**Records excerpted from a collection**
------------------------

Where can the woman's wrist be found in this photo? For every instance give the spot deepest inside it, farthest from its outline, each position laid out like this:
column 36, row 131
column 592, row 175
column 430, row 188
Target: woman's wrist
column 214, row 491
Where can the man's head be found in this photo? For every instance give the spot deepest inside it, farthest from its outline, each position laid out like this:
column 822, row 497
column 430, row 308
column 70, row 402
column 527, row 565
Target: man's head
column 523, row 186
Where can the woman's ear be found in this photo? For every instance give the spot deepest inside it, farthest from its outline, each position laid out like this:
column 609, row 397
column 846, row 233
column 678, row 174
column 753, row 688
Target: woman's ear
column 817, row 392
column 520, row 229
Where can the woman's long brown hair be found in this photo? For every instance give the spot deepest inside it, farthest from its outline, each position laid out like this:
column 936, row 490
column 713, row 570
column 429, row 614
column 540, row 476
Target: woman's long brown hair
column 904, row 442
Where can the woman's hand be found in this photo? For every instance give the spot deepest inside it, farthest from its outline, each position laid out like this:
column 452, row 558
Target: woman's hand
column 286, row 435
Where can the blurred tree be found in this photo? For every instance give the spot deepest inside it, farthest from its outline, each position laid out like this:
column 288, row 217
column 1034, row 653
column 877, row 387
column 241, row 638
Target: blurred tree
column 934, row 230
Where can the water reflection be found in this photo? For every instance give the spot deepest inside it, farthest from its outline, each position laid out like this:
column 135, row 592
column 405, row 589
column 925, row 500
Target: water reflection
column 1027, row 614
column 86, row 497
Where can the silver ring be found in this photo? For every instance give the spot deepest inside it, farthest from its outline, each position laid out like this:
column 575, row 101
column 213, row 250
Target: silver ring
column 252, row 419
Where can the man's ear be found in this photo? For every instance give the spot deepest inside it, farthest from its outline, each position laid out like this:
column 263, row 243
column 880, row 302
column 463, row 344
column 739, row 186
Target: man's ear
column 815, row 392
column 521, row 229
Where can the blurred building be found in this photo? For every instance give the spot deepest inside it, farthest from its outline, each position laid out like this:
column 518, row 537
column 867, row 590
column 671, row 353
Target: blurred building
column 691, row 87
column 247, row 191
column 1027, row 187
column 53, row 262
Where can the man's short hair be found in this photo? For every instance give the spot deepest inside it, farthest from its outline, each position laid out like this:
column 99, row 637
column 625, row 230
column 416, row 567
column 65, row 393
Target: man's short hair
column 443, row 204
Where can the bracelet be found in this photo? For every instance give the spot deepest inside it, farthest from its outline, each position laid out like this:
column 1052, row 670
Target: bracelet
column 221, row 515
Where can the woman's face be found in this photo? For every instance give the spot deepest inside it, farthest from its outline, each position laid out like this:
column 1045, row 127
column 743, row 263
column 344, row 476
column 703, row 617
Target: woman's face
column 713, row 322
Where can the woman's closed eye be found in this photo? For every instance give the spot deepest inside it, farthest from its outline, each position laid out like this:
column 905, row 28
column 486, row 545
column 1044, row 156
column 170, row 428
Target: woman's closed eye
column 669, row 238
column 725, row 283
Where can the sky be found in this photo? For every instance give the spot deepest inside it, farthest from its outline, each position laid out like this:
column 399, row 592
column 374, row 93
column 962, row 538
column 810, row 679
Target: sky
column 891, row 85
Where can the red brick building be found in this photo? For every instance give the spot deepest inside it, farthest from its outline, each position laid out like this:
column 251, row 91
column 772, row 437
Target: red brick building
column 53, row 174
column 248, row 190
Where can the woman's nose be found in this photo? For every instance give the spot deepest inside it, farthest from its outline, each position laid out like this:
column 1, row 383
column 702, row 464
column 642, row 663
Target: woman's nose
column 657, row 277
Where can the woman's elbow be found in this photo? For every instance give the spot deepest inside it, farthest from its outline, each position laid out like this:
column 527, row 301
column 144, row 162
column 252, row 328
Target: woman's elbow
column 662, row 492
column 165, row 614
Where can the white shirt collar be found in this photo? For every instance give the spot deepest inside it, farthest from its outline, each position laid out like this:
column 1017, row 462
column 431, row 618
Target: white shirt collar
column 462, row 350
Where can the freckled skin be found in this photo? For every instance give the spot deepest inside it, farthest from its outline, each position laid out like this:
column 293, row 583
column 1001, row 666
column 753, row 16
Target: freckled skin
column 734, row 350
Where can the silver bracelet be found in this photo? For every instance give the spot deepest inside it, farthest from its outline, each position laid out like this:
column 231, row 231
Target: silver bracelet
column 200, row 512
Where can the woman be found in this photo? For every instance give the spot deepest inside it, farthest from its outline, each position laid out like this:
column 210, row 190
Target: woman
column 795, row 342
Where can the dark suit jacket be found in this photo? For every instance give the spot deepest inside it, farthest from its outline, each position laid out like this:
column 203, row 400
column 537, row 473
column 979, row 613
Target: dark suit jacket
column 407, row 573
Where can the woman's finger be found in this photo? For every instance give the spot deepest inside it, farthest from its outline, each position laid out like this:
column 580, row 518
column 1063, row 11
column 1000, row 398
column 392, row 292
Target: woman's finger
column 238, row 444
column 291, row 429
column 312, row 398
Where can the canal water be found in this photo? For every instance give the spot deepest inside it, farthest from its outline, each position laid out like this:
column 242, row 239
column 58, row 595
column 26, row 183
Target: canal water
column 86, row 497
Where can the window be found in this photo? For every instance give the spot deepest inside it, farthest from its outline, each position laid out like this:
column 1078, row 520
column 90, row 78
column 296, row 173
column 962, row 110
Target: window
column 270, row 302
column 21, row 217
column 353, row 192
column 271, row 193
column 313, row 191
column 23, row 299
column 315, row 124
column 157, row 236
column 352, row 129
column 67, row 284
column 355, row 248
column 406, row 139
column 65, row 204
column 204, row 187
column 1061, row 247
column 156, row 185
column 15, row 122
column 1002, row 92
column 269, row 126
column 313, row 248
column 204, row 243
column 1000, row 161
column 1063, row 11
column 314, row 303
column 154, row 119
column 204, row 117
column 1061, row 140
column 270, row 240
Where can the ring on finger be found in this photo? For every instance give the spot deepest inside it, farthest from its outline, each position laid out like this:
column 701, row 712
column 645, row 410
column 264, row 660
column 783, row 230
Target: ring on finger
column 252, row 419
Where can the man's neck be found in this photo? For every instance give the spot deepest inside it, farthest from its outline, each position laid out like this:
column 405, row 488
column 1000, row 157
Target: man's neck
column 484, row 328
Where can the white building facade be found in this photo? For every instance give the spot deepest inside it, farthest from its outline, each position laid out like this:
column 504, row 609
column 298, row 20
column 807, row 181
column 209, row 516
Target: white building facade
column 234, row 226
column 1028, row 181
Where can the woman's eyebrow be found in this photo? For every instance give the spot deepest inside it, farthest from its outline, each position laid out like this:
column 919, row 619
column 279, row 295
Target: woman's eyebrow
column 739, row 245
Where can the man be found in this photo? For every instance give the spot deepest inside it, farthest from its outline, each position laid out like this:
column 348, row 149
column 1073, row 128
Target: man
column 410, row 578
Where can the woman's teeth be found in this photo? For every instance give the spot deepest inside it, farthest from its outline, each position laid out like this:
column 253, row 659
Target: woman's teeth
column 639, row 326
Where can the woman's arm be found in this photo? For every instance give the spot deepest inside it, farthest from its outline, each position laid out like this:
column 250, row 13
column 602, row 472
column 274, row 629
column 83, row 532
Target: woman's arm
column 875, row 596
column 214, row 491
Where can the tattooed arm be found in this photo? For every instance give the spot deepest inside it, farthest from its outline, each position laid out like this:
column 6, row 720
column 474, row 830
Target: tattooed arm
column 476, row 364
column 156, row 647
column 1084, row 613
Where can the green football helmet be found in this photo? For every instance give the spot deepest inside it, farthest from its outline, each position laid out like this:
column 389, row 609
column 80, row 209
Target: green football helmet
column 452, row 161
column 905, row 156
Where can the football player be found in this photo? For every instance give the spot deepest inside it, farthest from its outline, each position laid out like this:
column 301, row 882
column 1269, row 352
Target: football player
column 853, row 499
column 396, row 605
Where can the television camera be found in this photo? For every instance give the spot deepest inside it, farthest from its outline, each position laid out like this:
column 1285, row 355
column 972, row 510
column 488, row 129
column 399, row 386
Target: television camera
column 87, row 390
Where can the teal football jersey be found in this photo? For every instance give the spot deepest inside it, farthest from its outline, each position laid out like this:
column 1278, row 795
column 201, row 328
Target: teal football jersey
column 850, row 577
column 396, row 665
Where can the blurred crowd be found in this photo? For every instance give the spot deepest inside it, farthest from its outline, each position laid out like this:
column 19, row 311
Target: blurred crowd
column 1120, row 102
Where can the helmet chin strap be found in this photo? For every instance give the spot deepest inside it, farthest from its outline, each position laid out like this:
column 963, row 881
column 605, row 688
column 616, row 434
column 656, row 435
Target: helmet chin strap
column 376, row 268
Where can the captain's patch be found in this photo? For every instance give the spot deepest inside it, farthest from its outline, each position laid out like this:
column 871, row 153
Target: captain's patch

------------------------

**What this task involves**
Among the lines above, which ones hold the string "captain"? Show them.

**Task solution**
Where can the captain's patch be found in this photo? For every instance give the spot deepest inside it, farthest from its outline, each position laid out like this:
Target: captain's patch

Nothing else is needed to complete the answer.